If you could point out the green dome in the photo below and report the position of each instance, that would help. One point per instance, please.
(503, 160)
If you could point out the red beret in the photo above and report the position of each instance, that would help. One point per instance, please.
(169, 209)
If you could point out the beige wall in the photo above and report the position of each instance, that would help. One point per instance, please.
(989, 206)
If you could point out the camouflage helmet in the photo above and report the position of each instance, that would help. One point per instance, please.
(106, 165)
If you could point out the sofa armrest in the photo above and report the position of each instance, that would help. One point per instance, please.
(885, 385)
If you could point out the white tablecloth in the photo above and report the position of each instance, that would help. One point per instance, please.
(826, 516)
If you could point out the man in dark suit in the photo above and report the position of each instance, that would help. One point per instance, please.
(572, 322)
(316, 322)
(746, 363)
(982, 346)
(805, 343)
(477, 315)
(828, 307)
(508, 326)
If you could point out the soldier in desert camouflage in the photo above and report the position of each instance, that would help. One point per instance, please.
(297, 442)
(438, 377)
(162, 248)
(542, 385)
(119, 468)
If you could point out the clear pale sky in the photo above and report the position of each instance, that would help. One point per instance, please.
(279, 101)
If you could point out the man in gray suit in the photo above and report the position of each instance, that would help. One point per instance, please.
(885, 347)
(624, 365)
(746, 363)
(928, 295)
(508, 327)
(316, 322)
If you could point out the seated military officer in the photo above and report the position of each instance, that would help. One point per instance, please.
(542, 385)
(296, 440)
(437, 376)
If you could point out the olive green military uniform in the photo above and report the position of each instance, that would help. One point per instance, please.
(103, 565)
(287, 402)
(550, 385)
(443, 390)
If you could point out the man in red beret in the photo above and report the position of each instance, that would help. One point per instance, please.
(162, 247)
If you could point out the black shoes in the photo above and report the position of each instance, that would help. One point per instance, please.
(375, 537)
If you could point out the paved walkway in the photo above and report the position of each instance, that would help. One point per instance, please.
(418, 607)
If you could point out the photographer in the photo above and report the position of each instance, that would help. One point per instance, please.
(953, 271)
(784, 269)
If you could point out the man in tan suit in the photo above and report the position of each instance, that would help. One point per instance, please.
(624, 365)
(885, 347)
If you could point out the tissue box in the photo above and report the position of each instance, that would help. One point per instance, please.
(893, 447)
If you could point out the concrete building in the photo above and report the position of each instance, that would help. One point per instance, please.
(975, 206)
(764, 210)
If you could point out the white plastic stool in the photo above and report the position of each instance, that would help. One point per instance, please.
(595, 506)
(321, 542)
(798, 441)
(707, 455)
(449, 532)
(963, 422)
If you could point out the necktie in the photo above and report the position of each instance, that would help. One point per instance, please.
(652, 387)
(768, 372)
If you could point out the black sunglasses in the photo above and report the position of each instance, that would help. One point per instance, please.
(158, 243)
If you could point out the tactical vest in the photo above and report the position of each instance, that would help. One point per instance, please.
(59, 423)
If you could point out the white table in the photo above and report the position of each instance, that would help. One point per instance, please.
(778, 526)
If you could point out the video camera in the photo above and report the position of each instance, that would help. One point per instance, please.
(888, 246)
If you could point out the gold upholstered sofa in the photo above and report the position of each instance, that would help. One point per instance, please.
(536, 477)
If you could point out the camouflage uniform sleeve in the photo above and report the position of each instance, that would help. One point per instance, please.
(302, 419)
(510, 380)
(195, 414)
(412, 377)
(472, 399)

##########

ASSIGNED TASK
Take the entries above and return all of them exactly.

EXERCISE RESULT
If you could point out the green dome in the photo below and report the position of each instance, that would help. One point per instance, please.
(503, 160)
If you could point out the red beret in the photo above and report the position of each instance, that would help. One point per instance, please.
(169, 209)
If you could point out the beige wall in the photo above and report the position of each instance, that would help. One point per instance, please.
(989, 206)
If you could point out the camouflage helmet in the photo above and report the position of each instance, that would help. One point per instance, please.
(106, 165)
If you could point out the sofa armrest in the photo above and report the position of each instance, that would help. One point per instance, please.
(885, 385)
If you could point out the white tablecloth in the photo above and report the position of each instance, that would help. One point per instance, please.
(826, 516)
If you could point out the man in dark suit in the photo above and report the position of each instance, that would help. One point per instance, please.
(572, 322)
(316, 322)
(746, 363)
(982, 346)
(805, 343)
(477, 315)
(828, 307)
(508, 326)
If you could point out the soldier in desert camouflage in the photo above and report the position of each instance, that would help. One point per instance, please.
(297, 442)
(438, 377)
(162, 248)
(542, 385)
(119, 468)
If you could point out the clear pale sky in the photo above and report the position of each instance, that would help. One point per instance, please.
(279, 101)
If you could point out the man in gray suit in the photo above and report the position of each instance, that would help. One point per instance, please.
(885, 347)
(624, 365)
(746, 363)
(928, 295)
(508, 327)
(316, 322)
If you could point out the seated military officer in the photo above and report the position of each instance, that would help. One point per instance, please.
(542, 385)
(296, 440)
(437, 376)
If you could point out the olive green military uniform in the photo above and report the position of each instance, that would help. One point per instance, please.
(103, 565)
(287, 402)
(550, 385)
(443, 390)
If you could point out the man in red beret in the photo above and report the position of each instance, that would help. One point per instance, please.
(162, 247)
If you could point out the black shoes in the photo above and report the position of each instance, that would help. One point per instance, please.
(375, 537)
If you could point out the paved walkway in the photo above and report the position of each instance, that would help. One point per instance, please.
(418, 607)
If you could point out the photographer in the photo above and report the position of each instance, that would help. One point per instance, please.
(953, 271)
(784, 269)
If you could point out the man in tan suit in the photo above and report the position of each instance, that would help. One point per instance, please.
(624, 365)
(885, 347)
If you could point out the tissue box in the photo above and report the position of each instance, that would help. One point per instance, please.
(893, 447)
If you could point out the concrete building in the photo above and report the position of each instance, that would help. One point per instance, please.
(975, 206)
(764, 210)
If you could point out the white plastic stool in the photo above and report the position of each instance, that would help. One point per instance, please.
(595, 506)
(321, 542)
(798, 441)
(707, 455)
(449, 532)
(963, 422)
If you could point out the necktie in the photo above and report the position of each instance, that would help. One point per instance, please.
(652, 387)
(768, 372)
If you could point out the black sunglasses in the photo above and report the position of each instance, that would help. One point per instance, please.
(158, 243)
If you could point out the tactical vest in the photo above and report the position of each instance, that would help. One point per instance, please.
(59, 423)
If you could point out the white table in the photo above and report the position of each instance, that would help. One point per instance, please.
(778, 526)
If you could point out the video camera in the photo above and report the position of each instance, that would help. One point per instance, please.
(888, 246)
If you could point out the gold upholstered sofa in the photo above and report the position of each instance, that would help. One point per instance, please.
(536, 477)
If you could point out the camouflage uniform sleeve in the photo above and report the position of each instance, that would help. One point per instance, please.
(302, 419)
(510, 380)
(195, 414)
(412, 377)
(472, 399)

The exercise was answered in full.